> [DIRECTIONS]:
1: Explain in one to three sentences why, according to the block zeroing review thread, the speedup shown by the patch's two test runs is "more apparent than real."
2: Sum up the block zeroing review thread in two sentences.
3: According to the block zeroing review thread, what was the limit on unrolling originally meant to prevent?

> [DOCUMENT TEXT]:

□ □ □ □ □

RFR: 8365991: AArch64: Ignore BlockZeroingLowLimit when UseBlockZeroing is false [v4]

Tue Oct 28 07:58:06 UTC 2025

On Mon, 27 Oct 2025 11:49:09 GMT, Andrew Dinn <adinn at openjdk.org> wrote:

>>> I can't see any statistically-significant improvement. Please tell us your test results and your test conditions.
>> 
>> Hi @theRealAph , Do you have any further comments on the updates? Aside from the code changes to `BlockZeroingLowLimit`, the refinements to code-gen, added comments, and tests help improve code clarity and reduce potential technical debt, offering long-term value beyond an immediate performance gain to execution time.  Would appreciate your approval of this PR. Thank you.
>
> @cnqpzhang I don't understand why you think these tests indicate anything useful for real use cases. Do you have an actual user whose needs justify adopting this change?
> 
> Let's consider what your patch and associated test achieve. Initially you tried to remove the limit on unrolling that was imposed to avoid excessive cache consumption. When it was explained why this was inappropriate you reduced the patch so that it now adjusts the threshold at which unrolling is replaced by a call to the stub. Your two test runs appear to demonstrate a performance improvement between old and new but the difference is more apparent than real. In the specific configurations you have selected your change to the unrolling threshold targets two very specific points of disparity. The new cases fully unroll while the old cases rely on a callout. Not surpisingly. this gives very different performance when you run it in a loop many times. But we already know that callouts are more expensive than inline code.

□ □ □ □ □

> [SUPPLIED MATERIAL]:
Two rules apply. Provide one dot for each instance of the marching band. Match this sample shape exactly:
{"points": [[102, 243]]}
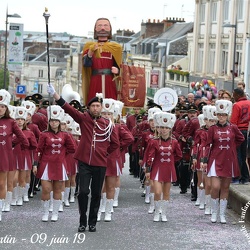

□ □ □ □ □

> [RESPONSES TO THE TASKS]:
1: In the chosen configurations, the changed unrolling threshold makes the new cases fully unroll, while the old cases rely on a callout to the stub. Callouts are already known to cost more than inline code, so running the tests in a loop many times naturally shows very different performance.

2: The contributor cnqpzhang asks for approval of the patch, arguing that its code-gen refinements, added comments, and tests improve clarity and reduce technical debt beyond any speed gain. Andrew Dinn answers that the patch has shrunk from removing the unrolling limit to moving the threshold where unrolling is replaced by a stub call, that its tests only compare fully unrolled code against callouts, and asks whether any actual user needs the change.

3: Excessive cache consumption.